EXERCISE OBJECTIVE: Rewrite the material from the line containing "sign in the photo above." through the end as a two-column CSV with the headers text and answer. Give one row for each text and its answer, and put each value in a single quoted field with its line breaks replaced by spaces.

** Begin PROVIDED DATA **

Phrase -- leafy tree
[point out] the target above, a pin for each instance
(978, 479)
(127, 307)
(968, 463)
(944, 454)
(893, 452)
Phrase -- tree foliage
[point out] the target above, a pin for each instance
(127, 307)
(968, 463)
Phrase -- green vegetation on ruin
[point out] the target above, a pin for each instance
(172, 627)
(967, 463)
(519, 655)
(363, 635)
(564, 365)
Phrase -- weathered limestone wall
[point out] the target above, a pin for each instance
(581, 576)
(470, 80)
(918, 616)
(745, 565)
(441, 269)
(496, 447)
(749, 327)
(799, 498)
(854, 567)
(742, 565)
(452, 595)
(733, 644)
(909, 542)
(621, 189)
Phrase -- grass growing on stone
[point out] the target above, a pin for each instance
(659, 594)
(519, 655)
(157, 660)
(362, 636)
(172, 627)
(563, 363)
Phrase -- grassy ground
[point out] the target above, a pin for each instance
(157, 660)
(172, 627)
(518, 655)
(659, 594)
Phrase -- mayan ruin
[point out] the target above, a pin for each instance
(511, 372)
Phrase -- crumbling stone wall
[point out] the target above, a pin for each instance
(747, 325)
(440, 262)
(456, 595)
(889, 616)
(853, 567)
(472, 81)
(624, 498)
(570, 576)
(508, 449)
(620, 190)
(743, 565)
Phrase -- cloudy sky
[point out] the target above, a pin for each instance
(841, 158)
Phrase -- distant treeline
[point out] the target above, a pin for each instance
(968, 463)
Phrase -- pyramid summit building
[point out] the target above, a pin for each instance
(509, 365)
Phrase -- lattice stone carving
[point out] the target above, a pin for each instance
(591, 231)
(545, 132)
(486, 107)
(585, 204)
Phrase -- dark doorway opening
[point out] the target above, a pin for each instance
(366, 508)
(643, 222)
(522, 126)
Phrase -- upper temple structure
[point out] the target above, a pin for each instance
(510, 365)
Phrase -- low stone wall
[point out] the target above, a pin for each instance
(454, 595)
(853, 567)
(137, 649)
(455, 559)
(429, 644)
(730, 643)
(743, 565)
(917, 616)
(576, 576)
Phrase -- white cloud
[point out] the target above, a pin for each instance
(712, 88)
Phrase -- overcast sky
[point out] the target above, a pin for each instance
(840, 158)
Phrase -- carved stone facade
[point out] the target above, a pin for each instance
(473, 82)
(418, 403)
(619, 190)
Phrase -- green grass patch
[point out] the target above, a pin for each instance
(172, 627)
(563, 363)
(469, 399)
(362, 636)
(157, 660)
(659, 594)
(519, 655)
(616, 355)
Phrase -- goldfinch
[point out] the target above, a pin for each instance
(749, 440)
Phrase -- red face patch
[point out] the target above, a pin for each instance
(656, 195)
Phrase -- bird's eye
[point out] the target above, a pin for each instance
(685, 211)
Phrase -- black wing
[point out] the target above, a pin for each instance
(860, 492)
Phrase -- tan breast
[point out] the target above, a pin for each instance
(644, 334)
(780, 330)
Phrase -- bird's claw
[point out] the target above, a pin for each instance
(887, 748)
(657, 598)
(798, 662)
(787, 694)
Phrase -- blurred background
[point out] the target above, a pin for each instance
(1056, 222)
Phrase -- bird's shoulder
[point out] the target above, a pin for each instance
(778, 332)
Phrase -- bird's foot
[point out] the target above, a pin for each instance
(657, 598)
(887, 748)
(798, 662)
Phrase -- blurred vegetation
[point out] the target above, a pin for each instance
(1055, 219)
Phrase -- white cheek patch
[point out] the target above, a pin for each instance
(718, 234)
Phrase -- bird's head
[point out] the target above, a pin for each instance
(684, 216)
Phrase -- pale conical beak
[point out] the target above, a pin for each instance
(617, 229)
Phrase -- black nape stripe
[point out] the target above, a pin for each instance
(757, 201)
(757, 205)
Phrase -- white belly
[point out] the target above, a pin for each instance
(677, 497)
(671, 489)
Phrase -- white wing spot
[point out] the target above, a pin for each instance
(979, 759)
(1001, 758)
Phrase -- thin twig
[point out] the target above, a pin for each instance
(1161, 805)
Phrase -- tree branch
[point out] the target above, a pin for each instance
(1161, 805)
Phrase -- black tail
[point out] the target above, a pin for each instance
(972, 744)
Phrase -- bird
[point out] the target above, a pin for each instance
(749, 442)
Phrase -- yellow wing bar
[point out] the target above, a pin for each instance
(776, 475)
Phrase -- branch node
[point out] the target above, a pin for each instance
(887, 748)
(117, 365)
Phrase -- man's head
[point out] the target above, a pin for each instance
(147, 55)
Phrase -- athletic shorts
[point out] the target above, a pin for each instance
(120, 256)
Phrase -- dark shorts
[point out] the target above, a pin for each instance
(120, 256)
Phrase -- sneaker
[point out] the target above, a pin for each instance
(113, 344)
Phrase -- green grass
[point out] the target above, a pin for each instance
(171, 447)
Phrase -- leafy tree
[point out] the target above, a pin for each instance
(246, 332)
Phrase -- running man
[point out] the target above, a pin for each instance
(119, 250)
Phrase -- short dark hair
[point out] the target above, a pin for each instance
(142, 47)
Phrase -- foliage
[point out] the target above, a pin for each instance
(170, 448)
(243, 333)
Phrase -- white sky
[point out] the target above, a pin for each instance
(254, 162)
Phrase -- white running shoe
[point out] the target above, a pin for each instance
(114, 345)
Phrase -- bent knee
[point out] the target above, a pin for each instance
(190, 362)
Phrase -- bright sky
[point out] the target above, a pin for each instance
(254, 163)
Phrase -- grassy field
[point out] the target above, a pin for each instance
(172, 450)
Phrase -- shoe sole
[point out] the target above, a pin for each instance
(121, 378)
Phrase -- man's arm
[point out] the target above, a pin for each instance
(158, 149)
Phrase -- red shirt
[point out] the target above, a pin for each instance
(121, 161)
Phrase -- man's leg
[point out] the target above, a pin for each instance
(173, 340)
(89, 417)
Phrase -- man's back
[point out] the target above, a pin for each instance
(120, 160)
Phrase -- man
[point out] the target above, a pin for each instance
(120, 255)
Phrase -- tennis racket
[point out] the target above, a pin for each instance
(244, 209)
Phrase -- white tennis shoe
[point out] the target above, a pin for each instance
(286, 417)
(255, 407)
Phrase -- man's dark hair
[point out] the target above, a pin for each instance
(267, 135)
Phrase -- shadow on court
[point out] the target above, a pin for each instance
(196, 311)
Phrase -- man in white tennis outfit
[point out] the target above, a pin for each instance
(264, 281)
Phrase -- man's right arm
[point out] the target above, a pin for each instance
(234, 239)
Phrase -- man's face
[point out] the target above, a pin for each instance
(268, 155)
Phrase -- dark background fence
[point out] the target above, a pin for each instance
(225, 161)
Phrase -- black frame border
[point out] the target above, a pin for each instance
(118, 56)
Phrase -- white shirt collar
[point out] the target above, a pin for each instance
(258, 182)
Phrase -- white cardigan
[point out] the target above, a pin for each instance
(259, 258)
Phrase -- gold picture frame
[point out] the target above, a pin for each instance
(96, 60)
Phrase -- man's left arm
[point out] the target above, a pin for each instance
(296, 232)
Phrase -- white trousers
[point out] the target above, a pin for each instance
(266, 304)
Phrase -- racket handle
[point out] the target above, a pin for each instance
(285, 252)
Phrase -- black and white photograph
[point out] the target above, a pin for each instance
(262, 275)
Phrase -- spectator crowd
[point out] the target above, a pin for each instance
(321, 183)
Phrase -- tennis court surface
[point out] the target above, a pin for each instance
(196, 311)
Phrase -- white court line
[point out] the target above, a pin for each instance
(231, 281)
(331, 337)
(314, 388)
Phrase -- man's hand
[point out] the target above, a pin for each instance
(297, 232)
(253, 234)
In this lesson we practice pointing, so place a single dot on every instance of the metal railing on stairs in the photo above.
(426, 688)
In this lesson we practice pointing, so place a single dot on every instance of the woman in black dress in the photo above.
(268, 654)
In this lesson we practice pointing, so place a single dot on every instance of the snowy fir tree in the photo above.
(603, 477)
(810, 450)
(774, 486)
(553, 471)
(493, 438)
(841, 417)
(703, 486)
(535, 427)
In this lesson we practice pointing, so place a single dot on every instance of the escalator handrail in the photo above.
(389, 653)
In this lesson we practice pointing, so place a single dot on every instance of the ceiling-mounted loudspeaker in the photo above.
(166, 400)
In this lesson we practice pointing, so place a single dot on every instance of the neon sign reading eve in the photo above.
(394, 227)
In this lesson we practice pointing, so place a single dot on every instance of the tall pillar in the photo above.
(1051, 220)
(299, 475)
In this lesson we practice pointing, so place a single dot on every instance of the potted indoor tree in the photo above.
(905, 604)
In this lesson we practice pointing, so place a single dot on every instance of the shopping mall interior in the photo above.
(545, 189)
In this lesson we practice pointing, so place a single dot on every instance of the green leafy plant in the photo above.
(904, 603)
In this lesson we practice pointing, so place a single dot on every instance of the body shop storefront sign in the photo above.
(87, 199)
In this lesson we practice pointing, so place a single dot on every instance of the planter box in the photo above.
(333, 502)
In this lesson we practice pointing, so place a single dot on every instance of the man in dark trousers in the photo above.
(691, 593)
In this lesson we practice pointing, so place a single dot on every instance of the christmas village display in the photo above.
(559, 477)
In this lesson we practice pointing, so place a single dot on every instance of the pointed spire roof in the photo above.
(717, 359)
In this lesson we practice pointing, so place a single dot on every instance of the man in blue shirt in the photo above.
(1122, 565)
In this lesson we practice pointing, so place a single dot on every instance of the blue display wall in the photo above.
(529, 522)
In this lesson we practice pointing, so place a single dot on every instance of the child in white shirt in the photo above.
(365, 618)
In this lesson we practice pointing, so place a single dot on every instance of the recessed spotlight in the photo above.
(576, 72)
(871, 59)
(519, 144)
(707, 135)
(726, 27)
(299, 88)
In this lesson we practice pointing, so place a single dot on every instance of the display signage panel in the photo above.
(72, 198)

** End PROVIDED DATA **

THE OUTPUT:
text,answer
"In this lesson we practice pointing, so place a single dot on every instance of the body shop storefront sign in the photo above.","(87, 199)"
"In this lesson we practice pointing, so place a single dot on every instance of the planter box in the photo above.","(333, 502)"
"In this lesson we practice pointing, so place a single dot on every instance of the man in dark trousers in the photo above.","(691, 593)"
"In this lesson we practice pointing, so place a single dot on every instance of the christmas village display in the photo above.","(559, 477)"
"In this lesson we practice pointing, so place a single dot on every instance of the pointed spire roof in the photo above.","(717, 359)"
"In this lesson we practice pointing, so place a single dot on every instance of the man in blue shirt in the photo above.","(1122, 565)"
"In this lesson we practice pointing, so place a single dot on every instance of the blue display wall in the photo above.","(529, 522)"
"In this lesson we practice pointing, so place a single dot on every instance of the child in white shirt in the photo above.","(365, 618)"
"In this lesson we practice pointing, so place a single dot on every instance of the recessed spotlight in the photo above.","(576, 72) (871, 59) (519, 144) (707, 135) (726, 27) (299, 88)"
"In this lesson we practice pointing, so place a single dot on every instance of the display signage panel in the photo above.","(72, 198)"